REQUEST:
Exactly and only the lines from the one containing "Indicate the bush" through the close of the entries below are to be set down.

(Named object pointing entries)
--------------------

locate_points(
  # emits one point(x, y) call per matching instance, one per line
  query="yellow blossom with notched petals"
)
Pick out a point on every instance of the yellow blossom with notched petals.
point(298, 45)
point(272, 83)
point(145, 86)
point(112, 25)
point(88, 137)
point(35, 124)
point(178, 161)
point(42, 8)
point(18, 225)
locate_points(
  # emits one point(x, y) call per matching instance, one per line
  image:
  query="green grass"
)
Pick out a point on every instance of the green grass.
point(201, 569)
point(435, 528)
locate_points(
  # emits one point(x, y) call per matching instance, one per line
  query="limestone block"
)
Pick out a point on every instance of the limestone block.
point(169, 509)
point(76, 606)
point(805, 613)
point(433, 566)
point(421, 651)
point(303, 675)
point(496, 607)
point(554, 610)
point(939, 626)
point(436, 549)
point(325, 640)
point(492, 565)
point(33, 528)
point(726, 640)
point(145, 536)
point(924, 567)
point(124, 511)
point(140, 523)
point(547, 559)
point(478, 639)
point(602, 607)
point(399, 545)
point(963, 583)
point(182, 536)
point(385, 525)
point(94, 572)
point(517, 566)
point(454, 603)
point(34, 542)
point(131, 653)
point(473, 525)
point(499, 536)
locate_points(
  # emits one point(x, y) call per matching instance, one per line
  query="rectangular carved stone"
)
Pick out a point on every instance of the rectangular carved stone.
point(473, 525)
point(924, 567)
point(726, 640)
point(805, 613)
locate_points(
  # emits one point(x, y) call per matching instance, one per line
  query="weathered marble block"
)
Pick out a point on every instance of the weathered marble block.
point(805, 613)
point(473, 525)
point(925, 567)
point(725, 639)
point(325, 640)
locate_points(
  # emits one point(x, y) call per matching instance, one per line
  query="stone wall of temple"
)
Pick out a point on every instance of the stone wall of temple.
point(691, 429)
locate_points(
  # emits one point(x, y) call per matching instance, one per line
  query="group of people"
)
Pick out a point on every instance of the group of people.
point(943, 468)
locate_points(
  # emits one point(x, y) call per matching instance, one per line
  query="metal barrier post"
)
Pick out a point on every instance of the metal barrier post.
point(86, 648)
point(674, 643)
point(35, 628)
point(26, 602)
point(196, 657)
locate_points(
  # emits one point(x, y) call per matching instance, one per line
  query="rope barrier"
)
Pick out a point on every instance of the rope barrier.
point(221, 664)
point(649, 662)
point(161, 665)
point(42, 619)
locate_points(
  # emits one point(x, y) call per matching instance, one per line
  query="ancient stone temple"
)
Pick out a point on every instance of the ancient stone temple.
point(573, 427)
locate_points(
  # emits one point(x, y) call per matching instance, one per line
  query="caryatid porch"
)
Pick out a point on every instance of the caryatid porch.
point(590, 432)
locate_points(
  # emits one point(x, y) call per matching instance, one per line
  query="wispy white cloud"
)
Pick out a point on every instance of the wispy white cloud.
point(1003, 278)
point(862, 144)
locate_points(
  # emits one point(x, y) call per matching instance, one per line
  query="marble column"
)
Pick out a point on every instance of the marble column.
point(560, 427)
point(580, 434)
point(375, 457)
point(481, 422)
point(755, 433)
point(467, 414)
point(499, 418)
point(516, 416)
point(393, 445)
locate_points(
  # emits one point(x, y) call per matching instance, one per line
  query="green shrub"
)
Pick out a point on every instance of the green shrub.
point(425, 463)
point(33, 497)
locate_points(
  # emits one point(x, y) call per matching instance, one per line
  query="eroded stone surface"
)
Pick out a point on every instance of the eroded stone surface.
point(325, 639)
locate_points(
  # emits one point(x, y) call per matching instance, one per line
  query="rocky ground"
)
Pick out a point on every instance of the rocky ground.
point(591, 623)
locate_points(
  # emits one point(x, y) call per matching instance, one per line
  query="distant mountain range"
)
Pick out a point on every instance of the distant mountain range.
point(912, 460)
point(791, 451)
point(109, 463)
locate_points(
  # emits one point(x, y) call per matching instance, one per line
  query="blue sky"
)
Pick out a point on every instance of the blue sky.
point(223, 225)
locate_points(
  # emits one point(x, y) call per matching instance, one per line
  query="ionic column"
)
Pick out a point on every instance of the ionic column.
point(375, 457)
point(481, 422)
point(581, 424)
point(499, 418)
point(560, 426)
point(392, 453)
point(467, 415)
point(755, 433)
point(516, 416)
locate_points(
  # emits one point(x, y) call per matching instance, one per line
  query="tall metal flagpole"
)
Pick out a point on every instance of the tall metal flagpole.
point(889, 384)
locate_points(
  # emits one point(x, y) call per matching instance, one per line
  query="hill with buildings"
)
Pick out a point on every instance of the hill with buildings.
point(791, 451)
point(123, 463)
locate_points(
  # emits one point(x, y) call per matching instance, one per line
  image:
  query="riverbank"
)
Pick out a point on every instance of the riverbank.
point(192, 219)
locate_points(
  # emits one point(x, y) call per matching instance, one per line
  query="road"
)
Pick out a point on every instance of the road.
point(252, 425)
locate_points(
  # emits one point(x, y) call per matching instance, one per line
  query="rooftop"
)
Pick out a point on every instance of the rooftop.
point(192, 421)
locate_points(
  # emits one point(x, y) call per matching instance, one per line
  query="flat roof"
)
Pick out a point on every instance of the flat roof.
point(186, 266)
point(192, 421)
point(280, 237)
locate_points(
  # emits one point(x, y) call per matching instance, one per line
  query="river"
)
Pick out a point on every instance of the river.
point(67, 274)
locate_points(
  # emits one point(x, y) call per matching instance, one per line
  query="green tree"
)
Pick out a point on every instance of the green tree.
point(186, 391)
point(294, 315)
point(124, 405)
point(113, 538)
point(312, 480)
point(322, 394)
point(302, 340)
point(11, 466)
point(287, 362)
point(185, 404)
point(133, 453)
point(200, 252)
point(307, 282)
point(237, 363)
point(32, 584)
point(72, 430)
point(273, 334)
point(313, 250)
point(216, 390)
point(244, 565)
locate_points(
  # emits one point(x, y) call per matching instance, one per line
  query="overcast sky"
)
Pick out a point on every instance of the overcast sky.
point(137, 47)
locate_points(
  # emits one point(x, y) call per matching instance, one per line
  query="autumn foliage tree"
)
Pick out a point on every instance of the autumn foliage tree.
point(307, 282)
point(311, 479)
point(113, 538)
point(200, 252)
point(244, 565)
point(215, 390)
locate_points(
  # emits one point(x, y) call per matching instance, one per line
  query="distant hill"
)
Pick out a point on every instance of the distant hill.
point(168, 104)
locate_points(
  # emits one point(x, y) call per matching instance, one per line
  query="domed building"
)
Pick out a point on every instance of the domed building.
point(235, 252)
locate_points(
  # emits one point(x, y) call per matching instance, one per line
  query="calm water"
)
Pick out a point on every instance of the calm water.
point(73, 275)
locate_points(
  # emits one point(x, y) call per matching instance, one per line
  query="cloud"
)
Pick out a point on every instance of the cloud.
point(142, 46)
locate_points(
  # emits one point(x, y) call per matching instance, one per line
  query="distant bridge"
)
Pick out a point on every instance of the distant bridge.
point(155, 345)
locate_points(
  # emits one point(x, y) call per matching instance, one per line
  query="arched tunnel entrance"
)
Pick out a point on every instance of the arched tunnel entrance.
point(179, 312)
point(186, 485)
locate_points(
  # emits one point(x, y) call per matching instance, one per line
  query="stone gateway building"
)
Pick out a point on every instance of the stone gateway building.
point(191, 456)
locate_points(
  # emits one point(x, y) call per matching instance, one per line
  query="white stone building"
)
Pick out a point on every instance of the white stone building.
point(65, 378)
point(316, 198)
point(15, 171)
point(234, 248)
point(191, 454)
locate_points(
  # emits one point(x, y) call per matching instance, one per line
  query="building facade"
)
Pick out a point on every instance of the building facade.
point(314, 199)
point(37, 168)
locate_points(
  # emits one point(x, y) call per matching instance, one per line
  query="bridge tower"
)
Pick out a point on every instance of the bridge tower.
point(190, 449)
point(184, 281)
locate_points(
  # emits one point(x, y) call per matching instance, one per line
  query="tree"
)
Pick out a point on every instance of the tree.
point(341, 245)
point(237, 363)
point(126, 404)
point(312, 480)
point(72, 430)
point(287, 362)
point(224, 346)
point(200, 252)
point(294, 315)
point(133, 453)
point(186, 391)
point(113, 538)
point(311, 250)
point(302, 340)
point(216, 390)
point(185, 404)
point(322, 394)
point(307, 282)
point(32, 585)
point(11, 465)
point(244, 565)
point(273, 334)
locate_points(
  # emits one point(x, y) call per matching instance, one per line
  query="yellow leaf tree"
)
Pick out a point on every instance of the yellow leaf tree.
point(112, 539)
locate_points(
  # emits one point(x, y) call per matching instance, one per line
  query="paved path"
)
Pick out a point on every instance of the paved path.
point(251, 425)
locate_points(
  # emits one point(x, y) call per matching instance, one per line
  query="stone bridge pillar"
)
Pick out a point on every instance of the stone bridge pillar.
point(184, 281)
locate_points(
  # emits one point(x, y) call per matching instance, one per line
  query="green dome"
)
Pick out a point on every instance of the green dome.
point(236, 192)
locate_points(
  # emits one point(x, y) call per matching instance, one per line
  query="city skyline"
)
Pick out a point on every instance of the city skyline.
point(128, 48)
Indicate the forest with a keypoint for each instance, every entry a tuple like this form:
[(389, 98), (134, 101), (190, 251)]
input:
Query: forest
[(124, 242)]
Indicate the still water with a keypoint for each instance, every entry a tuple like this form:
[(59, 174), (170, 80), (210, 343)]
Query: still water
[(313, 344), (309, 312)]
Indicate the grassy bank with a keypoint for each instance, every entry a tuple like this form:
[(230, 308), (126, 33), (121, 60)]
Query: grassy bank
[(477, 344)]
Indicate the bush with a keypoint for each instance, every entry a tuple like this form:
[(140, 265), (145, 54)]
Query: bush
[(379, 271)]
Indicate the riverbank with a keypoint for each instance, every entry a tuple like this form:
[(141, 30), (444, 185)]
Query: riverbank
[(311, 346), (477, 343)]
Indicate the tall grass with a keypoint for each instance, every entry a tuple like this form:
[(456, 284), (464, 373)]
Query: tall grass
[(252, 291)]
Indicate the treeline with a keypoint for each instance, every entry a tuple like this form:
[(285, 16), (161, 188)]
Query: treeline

--------------------

RESPONSE TO THIS TASK:
Indicate the bush with a keypoint for each instance, every entry a tuple like this form:
[(140, 265), (145, 54)]
Query: bush
[(379, 271)]
Indicate the riverbank with a keypoint for each instance, every entry a tuple like this form:
[(141, 30), (444, 185)]
Query: riverbank
[(311, 346), (477, 343)]
Indicate the tall grass with a keypoint for each instance, every entry a tuple like this form:
[(456, 284), (464, 373)]
Query: tall grass
[(252, 291)]
Indicate the treeline with a keypoint for each instance, every entry a tuple like this form:
[(285, 16), (161, 188)]
Query: treeline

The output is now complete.